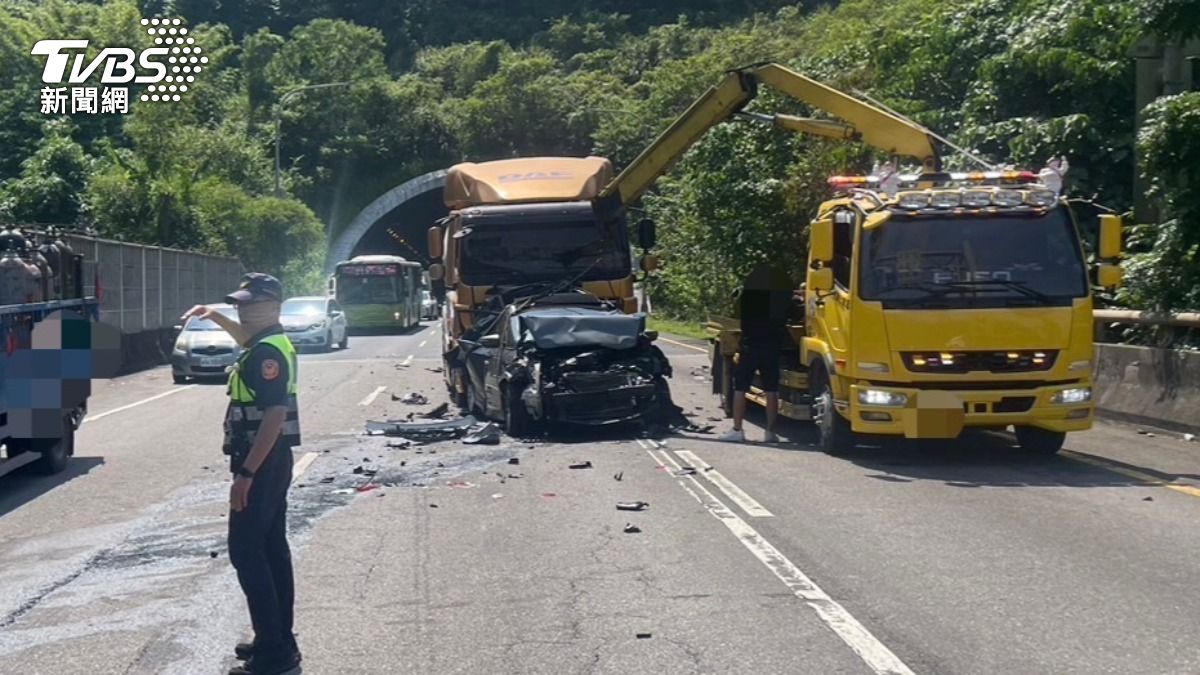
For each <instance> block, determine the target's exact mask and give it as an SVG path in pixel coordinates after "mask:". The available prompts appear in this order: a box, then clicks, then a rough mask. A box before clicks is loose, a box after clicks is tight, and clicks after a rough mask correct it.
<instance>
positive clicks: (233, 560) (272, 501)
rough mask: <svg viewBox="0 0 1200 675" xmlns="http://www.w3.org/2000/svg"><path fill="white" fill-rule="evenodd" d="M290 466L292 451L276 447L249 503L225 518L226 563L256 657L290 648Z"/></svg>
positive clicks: (290, 643) (236, 465)
mask: <svg viewBox="0 0 1200 675" xmlns="http://www.w3.org/2000/svg"><path fill="white" fill-rule="evenodd" d="M292 462H293V458H292V448H289V447H287V446H282V444H278V443H277V444H276V447H275V448H272V449H271V452H270V454H269V455H266V460H265V461H264V462H263V465H262V466H260V467H259V468H258V471H257V472H256V473H254V479H253V483H251V485H250V500H248V501H250V503H248V504H247V506H246V508H244V509H242V510H240V512H234V510H230V512H229V561H230V562H232V563H233V567H234V569H236V571H238V581H239V584H241V590H242V592H245V595H246V603H247V604H248V605H250V619H251V623H253V626H254V635H256V640H254V643H256V644H254V647H256V651H257V650H259V649H262V650H264V651H268V650H282V649H288V647H290V646H292V645H293V644H294V643H293V633H292V627H293V616H294V614H293V611H294V610H293V607H294V604H295V585H294V581H293V578H292V550H290V549H289V548H288V537H287V514H288V486H289V485H290V484H292ZM236 467H238V458H235V459H234V468H236Z"/></svg>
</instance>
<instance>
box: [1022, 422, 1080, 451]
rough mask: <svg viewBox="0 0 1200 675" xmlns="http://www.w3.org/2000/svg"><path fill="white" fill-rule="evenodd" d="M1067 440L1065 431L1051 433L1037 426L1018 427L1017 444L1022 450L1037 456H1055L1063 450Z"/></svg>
mask: <svg viewBox="0 0 1200 675" xmlns="http://www.w3.org/2000/svg"><path fill="white" fill-rule="evenodd" d="M1066 440H1067V434H1066V432H1064V431H1049V430H1046V429H1040V428H1037V426H1018V428H1016V442H1018V443H1020V444H1021V449H1022V450H1025V452H1027V453H1033V454H1036V455H1046V456H1049V455H1054V454H1056V453H1057V452H1058V450H1061V449H1062V443H1063V441H1066Z"/></svg>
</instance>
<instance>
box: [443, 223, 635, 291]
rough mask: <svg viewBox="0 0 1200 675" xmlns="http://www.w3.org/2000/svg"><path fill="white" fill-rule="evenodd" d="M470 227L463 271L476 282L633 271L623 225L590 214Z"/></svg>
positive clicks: (512, 281) (488, 281)
mask: <svg viewBox="0 0 1200 675" xmlns="http://www.w3.org/2000/svg"><path fill="white" fill-rule="evenodd" d="M467 227H468V231H467V233H466V234H464V235H463V237H462V240H463V245H462V267H461V270H462V271H461V274H462V280H463V281H464V282H466V283H469V285H472V286H496V285H505V286H510V285H523V283H535V282H540V281H554V280H559V279H563V277H564V276H566V277H570V276H574V275H580V274H582V275H583V276H582V279H581V281H593V280H617V279H624V277H626V276H629V274H630V258H629V245H628V244H626V241H625V235H624V232H623V229H624V228H623V226H617V225H611V226H601V225H600V223H598V222H596V221H595V220H594V219H590V217H589V219H554V220H544V219H538V220H530V221H524V222H521V221H518V222H512V221H497V222H481V223H472V225H468V226H467ZM584 271H586V273H587V274H583V273H584Z"/></svg>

→ Exercise instructions:
Please print an exact copy of the records, with no pictures.

→ Output of the exercise:
For each <instance> block, determine the target's exact mask and give it as an SVG path in pixel coordinates after "mask:". The available prompts appear in this order: a box, then clicks, then a rough mask. A box before clicks is loose, a box after clicks is tight, and clicks after a rough mask correct it.
<instance>
positive clicks: (233, 560) (272, 501)
rough mask: <svg viewBox="0 0 1200 675" xmlns="http://www.w3.org/2000/svg"><path fill="white" fill-rule="evenodd" d="M290 466L292 451L276 447L249 503L225 518L226 563L256 657L290 648Z"/></svg>
positive clicks: (290, 643) (236, 465)
mask: <svg viewBox="0 0 1200 675" xmlns="http://www.w3.org/2000/svg"><path fill="white" fill-rule="evenodd" d="M292 462H293V458H292V448H289V447H287V446H282V444H278V443H277V444H276V447H275V448H272V449H271V452H270V454H269V455H266V460H265V461H264V462H263V465H262V466H260V467H259V468H258V471H257V472H256V473H254V479H253V483H251V485H250V500H248V501H250V503H248V504H247V506H246V508H244V509H242V510H240V512H234V510H230V512H229V561H230V562H232V563H233V567H234V569H236V571H238V581H239V584H241V590H242V592H245V595H246V603H247V604H248V605H250V619H251V623H253V626H254V635H256V640H254V643H256V644H254V647H256V651H257V650H259V649H262V650H264V651H268V650H282V649H288V647H290V646H292V645H293V644H294V643H293V633H292V627H293V616H294V614H293V611H294V610H293V607H294V604H295V585H294V581H293V578H292V550H290V549H289V548H288V537H287V514H288V486H289V485H290V484H292ZM236 467H238V458H235V459H234V468H236Z"/></svg>
</instance>
<instance>
box: [1022, 422, 1080, 451]
rough mask: <svg viewBox="0 0 1200 675" xmlns="http://www.w3.org/2000/svg"><path fill="white" fill-rule="evenodd" d="M1067 440L1065 431L1051 433L1037 426L1018 427L1017 444L1022 450L1037 456H1055L1063 450Z"/></svg>
mask: <svg viewBox="0 0 1200 675" xmlns="http://www.w3.org/2000/svg"><path fill="white" fill-rule="evenodd" d="M1066 440H1067V434H1066V432H1064V431H1049V430H1046V429H1040V428H1037V426H1018V428H1016V442H1018V443H1020V444H1021V449H1022V450H1025V452H1027V453H1033V454H1036V455H1046V456H1049V455H1054V454H1056V453H1057V452H1058V450H1061V449H1062V443H1063V441H1066Z"/></svg>
</instance>
<instance>
box: [443, 223, 635, 291]
rough mask: <svg viewBox="0 0 1200 675" xmlns="http://www.w3.org/2000/svg"><path fill="white" fill-rule="evenodd" d="M470 227L463 271L476 282L633 271L623 225L590 214Z"/></svg>
positive clicks: (512, 281) (488, 281)
mask: <svg viewBox="0 0 1200 675" xmlns="http://www.w3.org/2000/svg"><path fill="white" fill-rule="evenodd" d="M467 227H468V231H467V233H466V234H464V235H463V237H462V240H463V245H462V267H461V270H462V271H461V274H462V280H463V281H464V282H466V283H469V285H472V286H496V285H505V286H510V285H523V283H535V282H540V281H554V280H559V279H563V277H564V276H566V277H570V276H574V275H580V274H582V275H583V276H582V279H581V281H593V280H617V279H624V277H626V276H629V274H630V258H629V245H628V244H626V241H625V235H624V232H623V229H624V228H623V226H617V225H611V226H601V225H600V223H598V222H596V221H595V220H594V219H590V217H589V219H554V220H544V219H538V220H530V221H524V222H521V221H518V222H512V221H497V222H481V223H472V225H468V226H467ZM584 271H586V273H587V274H583V273H584Z"/></svg>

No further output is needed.